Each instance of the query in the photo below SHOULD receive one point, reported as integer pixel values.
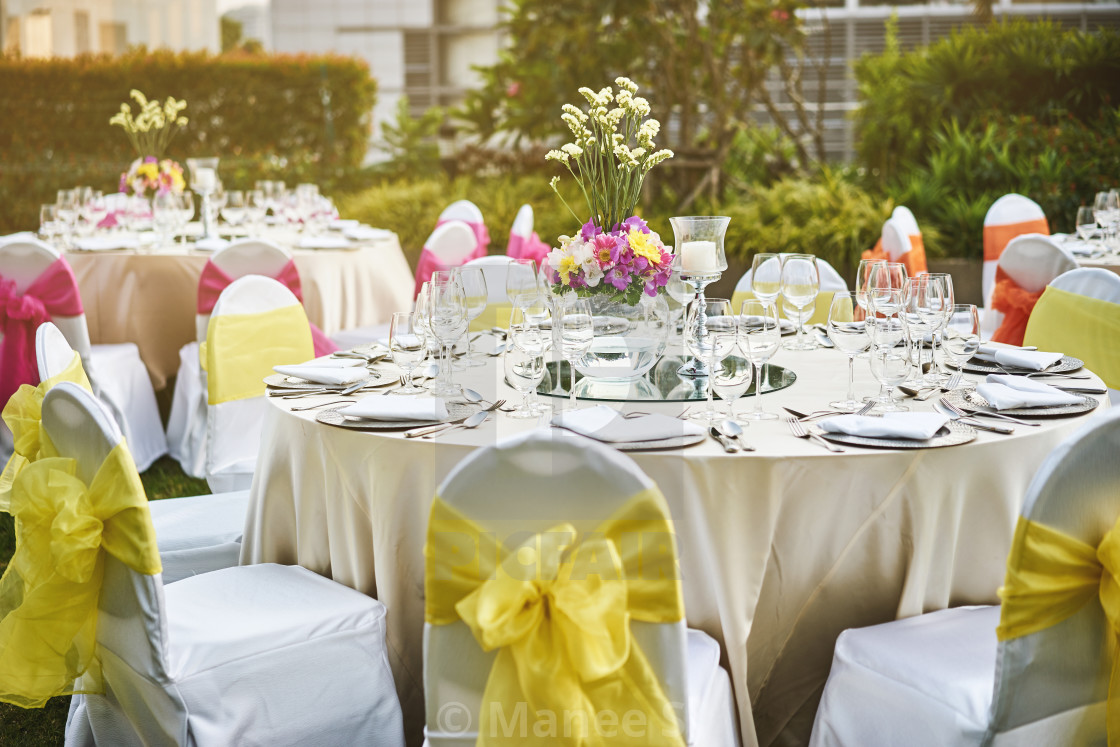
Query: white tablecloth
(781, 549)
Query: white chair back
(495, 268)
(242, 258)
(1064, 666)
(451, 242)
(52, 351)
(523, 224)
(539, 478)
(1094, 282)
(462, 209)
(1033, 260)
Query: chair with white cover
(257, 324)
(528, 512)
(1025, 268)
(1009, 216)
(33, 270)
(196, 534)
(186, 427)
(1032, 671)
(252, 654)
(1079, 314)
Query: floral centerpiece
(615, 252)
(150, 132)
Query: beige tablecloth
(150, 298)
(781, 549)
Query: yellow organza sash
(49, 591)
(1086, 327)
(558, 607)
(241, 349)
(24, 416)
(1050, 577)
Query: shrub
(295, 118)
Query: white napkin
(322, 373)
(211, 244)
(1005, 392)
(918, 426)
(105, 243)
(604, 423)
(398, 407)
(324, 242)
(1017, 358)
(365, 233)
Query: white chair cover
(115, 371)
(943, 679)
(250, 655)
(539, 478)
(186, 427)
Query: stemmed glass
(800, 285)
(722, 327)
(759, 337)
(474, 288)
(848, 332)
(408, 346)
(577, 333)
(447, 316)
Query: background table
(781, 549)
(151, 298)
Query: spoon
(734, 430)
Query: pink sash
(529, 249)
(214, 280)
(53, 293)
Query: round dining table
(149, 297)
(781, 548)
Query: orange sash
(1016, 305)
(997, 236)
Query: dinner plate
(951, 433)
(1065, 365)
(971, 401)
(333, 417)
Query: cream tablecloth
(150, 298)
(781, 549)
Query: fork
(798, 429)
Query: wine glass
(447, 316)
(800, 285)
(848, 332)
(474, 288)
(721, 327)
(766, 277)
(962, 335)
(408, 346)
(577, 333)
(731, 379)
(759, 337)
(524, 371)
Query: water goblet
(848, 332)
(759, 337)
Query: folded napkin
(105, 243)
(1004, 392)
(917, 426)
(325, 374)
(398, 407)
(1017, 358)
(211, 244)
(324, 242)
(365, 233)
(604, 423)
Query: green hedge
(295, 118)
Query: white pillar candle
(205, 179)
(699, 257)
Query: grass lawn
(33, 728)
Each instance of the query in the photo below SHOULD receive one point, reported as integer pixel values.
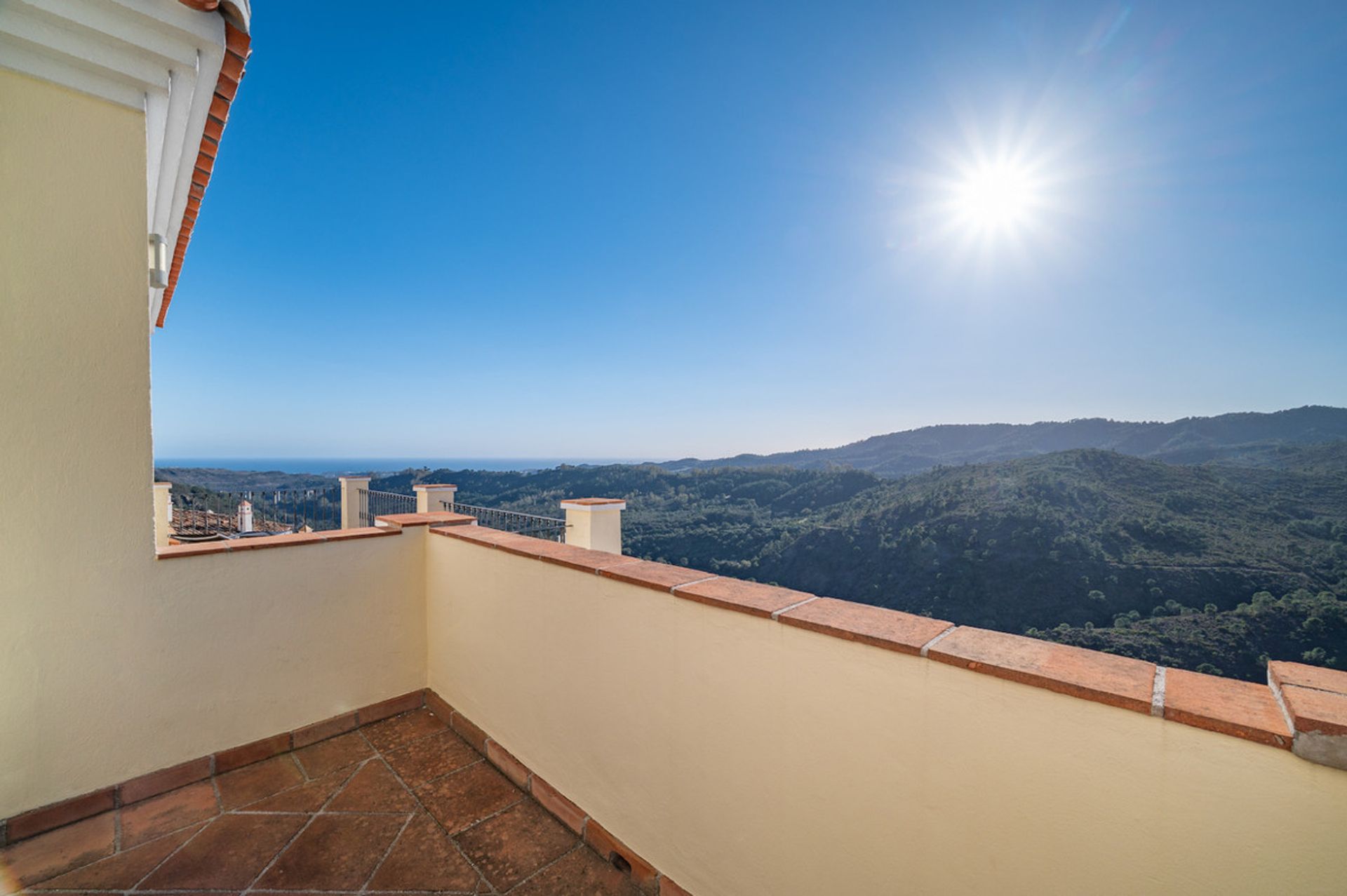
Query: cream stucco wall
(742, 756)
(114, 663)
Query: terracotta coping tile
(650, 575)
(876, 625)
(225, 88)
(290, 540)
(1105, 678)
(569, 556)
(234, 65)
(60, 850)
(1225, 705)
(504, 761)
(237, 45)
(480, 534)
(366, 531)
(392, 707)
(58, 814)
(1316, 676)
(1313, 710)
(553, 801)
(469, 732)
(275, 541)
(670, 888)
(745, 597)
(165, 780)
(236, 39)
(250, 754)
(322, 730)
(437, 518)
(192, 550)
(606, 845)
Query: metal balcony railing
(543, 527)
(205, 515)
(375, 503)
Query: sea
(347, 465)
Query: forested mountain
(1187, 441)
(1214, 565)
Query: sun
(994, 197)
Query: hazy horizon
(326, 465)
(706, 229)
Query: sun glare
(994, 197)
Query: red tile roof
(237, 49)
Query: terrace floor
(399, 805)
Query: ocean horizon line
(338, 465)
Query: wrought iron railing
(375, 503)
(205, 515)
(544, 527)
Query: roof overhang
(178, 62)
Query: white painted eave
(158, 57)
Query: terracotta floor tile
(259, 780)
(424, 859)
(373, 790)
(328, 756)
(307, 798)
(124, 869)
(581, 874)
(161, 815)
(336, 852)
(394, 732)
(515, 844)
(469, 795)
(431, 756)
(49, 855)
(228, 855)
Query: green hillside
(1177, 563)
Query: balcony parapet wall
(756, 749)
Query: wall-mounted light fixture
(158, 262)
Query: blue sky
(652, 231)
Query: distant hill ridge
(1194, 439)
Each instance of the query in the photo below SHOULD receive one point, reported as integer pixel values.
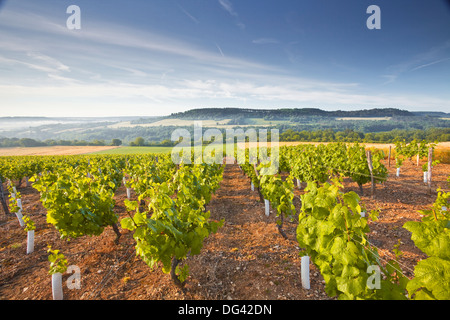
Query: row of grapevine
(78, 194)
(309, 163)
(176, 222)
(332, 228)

---+---

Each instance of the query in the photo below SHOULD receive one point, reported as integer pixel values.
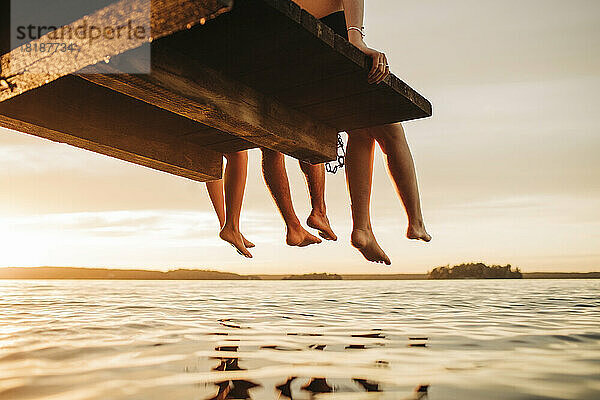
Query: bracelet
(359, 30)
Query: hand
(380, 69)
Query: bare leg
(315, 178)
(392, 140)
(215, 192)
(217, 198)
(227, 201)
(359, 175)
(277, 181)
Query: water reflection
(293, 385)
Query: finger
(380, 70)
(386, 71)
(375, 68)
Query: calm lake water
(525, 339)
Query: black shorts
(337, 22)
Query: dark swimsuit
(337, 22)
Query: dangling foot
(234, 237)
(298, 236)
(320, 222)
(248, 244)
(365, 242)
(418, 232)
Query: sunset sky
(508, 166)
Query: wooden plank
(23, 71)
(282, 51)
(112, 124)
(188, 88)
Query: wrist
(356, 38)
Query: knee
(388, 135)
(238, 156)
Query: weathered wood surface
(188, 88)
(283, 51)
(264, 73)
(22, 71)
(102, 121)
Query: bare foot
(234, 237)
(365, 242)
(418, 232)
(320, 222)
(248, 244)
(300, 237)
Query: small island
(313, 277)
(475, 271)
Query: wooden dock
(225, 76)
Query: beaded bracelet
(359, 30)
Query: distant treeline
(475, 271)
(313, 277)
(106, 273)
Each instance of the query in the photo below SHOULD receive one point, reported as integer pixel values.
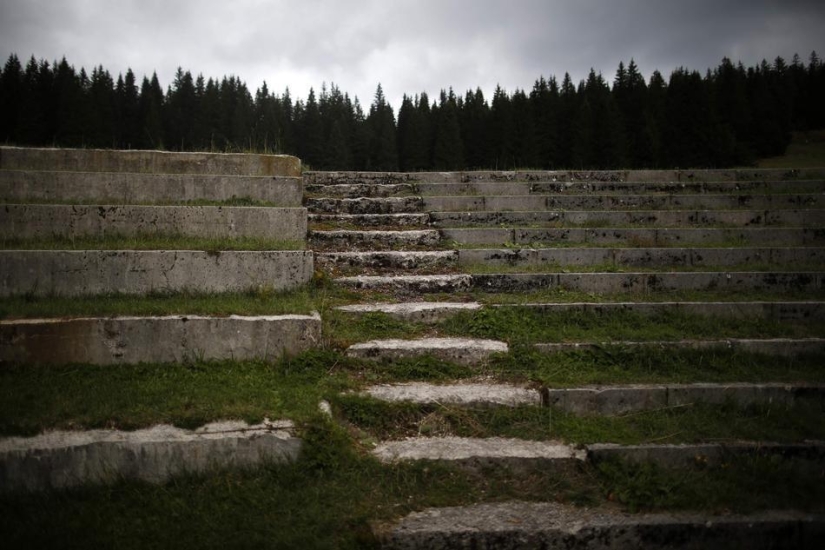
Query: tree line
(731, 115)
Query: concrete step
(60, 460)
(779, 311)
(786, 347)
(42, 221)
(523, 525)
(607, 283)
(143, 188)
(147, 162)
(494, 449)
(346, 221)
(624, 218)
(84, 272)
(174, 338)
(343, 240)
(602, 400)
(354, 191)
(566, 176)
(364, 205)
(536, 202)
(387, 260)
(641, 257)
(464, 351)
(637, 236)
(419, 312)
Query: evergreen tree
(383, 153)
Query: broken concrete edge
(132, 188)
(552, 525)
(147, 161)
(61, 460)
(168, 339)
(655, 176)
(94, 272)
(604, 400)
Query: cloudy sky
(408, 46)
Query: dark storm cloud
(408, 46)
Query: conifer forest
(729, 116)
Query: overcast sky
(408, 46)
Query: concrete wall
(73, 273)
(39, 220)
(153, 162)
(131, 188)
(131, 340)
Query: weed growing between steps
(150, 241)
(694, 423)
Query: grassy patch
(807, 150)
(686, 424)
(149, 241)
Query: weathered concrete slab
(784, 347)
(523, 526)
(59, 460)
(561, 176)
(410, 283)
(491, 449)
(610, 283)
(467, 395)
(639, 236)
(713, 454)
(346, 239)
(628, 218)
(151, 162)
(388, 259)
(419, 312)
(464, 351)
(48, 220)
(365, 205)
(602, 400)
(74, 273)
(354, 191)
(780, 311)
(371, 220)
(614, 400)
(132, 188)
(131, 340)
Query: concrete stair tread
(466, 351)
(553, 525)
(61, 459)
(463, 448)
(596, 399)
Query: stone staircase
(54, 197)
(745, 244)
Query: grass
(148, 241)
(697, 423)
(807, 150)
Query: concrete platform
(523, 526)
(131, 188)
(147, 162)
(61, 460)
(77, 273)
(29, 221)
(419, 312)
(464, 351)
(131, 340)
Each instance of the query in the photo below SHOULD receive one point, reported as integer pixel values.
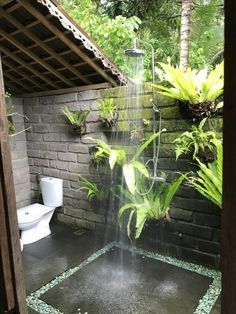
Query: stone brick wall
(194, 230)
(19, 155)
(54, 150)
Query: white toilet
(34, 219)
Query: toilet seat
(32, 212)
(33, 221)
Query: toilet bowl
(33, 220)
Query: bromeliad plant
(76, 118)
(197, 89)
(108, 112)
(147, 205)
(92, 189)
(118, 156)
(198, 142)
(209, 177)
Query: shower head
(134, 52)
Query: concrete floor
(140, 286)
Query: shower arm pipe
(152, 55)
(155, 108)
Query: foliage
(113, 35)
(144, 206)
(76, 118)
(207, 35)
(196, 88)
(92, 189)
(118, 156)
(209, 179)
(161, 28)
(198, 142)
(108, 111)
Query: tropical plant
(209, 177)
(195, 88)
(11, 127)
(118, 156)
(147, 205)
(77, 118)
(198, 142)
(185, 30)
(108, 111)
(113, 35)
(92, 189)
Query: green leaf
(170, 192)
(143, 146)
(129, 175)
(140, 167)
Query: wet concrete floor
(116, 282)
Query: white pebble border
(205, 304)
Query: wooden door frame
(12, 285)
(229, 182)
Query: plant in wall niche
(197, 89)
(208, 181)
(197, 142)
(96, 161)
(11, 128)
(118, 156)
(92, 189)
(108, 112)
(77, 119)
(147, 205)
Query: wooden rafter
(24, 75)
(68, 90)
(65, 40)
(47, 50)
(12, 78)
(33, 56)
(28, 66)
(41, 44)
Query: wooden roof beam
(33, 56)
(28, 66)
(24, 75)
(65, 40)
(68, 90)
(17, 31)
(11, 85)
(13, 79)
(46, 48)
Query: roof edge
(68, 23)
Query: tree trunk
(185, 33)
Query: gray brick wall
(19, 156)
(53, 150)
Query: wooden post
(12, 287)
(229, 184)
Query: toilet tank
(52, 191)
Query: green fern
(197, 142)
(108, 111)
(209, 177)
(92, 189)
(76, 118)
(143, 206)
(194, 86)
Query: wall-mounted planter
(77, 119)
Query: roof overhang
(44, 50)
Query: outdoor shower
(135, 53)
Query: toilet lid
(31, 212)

---+---

PROMPT: Extract every line of the material above that contains the string "shower", treating the match as case-sensitive.

WRITTEN RESPONSE:
Query: shower head
Query: shower arm pipe
Query: outdoor shower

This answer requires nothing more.